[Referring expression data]

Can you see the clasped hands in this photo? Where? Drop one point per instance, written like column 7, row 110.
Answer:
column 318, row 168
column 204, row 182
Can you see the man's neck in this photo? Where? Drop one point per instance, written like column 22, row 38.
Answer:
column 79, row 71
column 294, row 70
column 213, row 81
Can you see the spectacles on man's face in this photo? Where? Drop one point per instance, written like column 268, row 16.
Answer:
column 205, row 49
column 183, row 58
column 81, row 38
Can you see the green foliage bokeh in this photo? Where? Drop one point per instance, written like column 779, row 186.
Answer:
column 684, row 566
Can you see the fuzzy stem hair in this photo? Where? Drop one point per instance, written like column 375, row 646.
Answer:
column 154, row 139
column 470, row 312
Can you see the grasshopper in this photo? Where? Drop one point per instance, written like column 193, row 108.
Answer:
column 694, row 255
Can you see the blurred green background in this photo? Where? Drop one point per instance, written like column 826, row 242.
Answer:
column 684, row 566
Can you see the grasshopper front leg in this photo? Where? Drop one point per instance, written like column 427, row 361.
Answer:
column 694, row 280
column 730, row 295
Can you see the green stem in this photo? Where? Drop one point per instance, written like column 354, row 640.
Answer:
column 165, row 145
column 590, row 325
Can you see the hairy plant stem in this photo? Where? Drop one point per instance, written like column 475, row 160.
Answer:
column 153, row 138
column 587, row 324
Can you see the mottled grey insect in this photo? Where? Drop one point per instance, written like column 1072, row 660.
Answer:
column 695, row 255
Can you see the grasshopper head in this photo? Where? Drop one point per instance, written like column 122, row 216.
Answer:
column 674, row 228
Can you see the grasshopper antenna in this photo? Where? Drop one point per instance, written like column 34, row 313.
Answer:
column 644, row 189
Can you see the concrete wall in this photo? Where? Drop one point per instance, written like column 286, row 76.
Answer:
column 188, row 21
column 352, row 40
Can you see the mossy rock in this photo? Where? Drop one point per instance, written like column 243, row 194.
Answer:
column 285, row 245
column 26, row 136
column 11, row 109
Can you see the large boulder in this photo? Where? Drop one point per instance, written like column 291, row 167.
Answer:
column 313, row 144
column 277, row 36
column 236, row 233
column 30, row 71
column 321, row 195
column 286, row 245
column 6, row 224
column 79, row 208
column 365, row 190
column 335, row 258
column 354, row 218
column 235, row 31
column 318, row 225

» Exercise description
Print every line you see above, exactly as written.

» Solution for this exercise
Can you see the clasped hands in this photo? Where? Drop one point per instance, written like column 7, row 110.
Answer:
column 318, row 168
column 204, row 182
Can you see the man's neck in this photo? Where? Drop one point per instance, written like column 22, row 38.
Answer:
column 79, row 71
column 294, row 70
column 213, row 81
Can you see the spectacles on man's face in this photo? Where? Drop one point per instance, written like column 268, row 16.
Answer:
column 205, row 49
column 183, row 58
column 81, row 38
Can you see the green foliage bokeh in this photo? Where? Drop one point per instance, written like column 779, row 186.
Answer:
column 684, row 566
Can you see the fuzzy stem hair in this photo? Where? Drop one point per instance, written like column 375, row 646.
Answer:
column 154, row 139
column 470, row 312
Can you see the grasshopper in this photo? Where? Drop one point per instance, written like column 193, row 108.
Answer:
column 694, row 255
Can you see the blurred green background in this photo? Where? Drop one point per instance, written like column 826, row 242.
Answer:
column 684, row 566
Can you see the grasshopper front leg in this photo? Where? Drop one point per instance, written like column 427, row 361.
Answer:
column 694, row 280
column 730, row 295
Can you see the green stem in this photo? Where? Drop one point per instance, written like column 354, row 640.
Answer:
column 165, row 145
column 590, row 325
Can you see the hairy plant stem in this photo? Where? Drop one point per instance, written like column 475, row 160.
Answer:
column 153, row 138
column 587, row 324
Can you see the mottled grey insect in this photo? Where? Drop one point per instance, written like column 1072, row 660.
Answer:
column 695, row 255
Can you see the grasshopper head in this photo? Where? Drop one point per instance, written like column 122, row 216.
Answer:
column 674, row 228
Can you see the grasshopper antenna in this photo? Where? Drop one point per instance, written like column 34, row 313.
Answer:
column 644, row 189
Can you see the concrete wall in this photo? Where? Drop one point per instance, written like column 286, row 76.
Answer:
column 188, row 21
column 352, row 40
Can you see the mossy rock in this photo? Where? Drop one point per instance, written like column 243, row 194.
Answer:
column 285, row 245
column 26, row 136
column 11, row 109
Can you see the large boulder in this photo? Where? Drop one point per instance, written like column 291, row 167.
Answer:
column 313, row 144
column 277, row 36
column 236, row 233
column 30, row 71
column 321, row 195
column 286, row 245
column 6, row 224
column 79, row 208
column 365, row 190
column 335, row 258
column 354, row 218
column 235, row 31
column 318, row 225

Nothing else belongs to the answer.